- _Exercise goal_: Rewrite the listing from the line containing "Shelf-audit tagging: for every instance of the wooden chair" down to the line containing "x=622, y=137", both included, with the requests kept as they are. Shift every x and y coordinate in the answers up by 73.

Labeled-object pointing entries
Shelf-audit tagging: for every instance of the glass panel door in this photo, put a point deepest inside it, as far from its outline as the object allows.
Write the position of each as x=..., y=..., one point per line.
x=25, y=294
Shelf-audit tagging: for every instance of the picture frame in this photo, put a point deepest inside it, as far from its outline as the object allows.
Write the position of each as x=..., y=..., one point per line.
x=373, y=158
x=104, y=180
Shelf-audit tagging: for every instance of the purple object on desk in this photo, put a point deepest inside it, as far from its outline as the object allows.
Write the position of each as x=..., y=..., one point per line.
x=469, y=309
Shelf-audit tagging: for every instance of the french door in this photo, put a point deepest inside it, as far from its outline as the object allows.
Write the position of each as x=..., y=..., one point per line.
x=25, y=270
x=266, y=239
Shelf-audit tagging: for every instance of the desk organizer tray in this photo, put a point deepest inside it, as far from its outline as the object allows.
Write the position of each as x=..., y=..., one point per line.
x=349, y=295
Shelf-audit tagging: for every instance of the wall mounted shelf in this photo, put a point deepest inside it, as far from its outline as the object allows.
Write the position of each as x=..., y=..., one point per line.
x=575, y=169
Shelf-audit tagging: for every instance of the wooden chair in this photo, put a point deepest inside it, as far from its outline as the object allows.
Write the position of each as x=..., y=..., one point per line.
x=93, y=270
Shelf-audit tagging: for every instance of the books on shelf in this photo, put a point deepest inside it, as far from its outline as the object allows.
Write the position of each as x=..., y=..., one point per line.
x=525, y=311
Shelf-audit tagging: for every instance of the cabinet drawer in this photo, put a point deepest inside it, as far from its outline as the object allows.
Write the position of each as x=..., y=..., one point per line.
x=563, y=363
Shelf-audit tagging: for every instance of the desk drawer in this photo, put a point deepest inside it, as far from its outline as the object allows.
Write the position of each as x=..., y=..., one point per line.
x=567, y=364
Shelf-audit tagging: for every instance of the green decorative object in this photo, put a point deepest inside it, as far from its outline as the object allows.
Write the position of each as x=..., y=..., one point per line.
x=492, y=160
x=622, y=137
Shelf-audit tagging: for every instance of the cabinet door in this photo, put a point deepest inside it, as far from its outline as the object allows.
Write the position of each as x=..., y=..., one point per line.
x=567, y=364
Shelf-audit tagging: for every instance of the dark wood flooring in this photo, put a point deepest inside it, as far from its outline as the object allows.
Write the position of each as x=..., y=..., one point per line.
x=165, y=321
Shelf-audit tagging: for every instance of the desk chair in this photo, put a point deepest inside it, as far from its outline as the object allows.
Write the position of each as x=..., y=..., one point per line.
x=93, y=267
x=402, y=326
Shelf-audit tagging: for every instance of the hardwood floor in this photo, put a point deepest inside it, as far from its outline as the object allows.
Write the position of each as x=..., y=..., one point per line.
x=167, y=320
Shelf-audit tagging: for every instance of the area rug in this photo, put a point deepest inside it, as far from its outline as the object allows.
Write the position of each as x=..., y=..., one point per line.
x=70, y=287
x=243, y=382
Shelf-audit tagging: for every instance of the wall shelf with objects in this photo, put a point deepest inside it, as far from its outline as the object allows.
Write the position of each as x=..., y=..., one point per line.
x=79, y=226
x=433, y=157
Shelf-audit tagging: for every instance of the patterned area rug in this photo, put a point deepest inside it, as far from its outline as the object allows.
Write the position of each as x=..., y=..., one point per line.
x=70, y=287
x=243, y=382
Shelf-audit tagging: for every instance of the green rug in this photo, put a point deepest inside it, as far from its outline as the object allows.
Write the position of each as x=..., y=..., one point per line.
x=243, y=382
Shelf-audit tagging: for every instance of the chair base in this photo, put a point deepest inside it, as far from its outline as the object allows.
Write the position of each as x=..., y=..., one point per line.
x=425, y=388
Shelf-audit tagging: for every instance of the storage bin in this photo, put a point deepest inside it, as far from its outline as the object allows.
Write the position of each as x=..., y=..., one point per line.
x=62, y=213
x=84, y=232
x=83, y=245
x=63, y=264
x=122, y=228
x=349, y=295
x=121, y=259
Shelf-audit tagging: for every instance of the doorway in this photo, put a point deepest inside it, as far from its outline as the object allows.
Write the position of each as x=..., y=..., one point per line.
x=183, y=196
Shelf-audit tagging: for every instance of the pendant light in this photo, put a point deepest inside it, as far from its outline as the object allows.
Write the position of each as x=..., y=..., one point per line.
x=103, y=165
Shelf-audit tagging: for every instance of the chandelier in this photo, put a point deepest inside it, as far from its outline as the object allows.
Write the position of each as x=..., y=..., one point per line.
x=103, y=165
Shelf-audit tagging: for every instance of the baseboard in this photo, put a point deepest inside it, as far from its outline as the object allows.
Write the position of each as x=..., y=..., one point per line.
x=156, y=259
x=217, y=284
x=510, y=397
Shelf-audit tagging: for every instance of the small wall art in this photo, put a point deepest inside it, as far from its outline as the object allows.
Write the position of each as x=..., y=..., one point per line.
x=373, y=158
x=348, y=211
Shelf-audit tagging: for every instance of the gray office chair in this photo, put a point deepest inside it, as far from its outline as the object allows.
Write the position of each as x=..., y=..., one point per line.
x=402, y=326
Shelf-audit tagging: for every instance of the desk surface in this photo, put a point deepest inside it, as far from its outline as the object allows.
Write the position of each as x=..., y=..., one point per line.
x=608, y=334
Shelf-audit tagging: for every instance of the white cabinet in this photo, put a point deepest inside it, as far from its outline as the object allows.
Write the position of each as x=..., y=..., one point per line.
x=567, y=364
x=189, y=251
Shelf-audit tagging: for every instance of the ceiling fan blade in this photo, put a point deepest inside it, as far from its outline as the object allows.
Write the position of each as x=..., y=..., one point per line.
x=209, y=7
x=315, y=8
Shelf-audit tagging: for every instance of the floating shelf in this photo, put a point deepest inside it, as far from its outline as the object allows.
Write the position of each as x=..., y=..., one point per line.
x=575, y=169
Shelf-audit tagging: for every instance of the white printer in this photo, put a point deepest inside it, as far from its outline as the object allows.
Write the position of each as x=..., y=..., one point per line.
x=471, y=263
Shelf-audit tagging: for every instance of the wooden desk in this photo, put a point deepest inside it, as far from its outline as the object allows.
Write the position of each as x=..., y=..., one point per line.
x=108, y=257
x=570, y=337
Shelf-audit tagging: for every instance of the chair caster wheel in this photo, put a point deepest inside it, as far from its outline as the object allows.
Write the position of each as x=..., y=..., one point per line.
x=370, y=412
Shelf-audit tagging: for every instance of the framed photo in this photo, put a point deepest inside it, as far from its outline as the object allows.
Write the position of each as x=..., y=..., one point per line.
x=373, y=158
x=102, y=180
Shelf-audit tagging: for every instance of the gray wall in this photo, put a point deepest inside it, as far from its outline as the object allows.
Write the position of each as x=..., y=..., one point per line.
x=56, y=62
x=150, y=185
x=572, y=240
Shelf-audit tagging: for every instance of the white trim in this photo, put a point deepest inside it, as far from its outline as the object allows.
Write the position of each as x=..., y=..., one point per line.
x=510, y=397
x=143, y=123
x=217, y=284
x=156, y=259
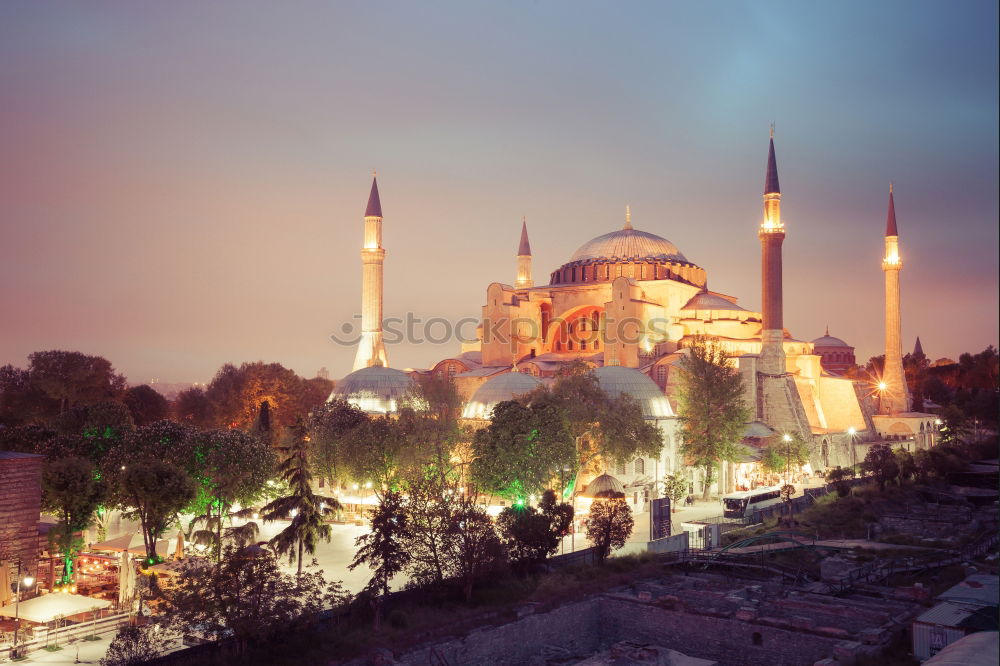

- _The completed task_:
Shelf-audit tagging: for every instance of the wooden chair in this photo, put a point deepest inside it, as far from its outline as the object allows.
Write the position of each as x=..., y=..., one point per line.
x=166, y=343
Shelf-audit tagging: for every instance of the books on shelf in this photo, put a point deepest inside it, as far from its outline as the object allows.
Write the position of each as x=..., y=..., one point per line.
x=598, y=384
Shelf-audit tagging: for every instance of the cabinet drawer in this photo, put a point deepest inside it, as far from its outline as the object allows.
Write the position of each as x=..., y=..., one point per line.
x=636, y=436
Shelf-audit tagging: for every instance of the desk drawer in this photo, put a point deepest inside it, as far from its outline as the object allows.
Write the position of each as x=..., y=..., one point per line.
x=640, y=437
Shelf-audit tagging: for every instance of the green decorative object in this photo, put a point deepest inside it, as far from its outline as the object allows.
Write the position of each as x=..., y=..., one point per line.
x=565, y=233
x=695, y=210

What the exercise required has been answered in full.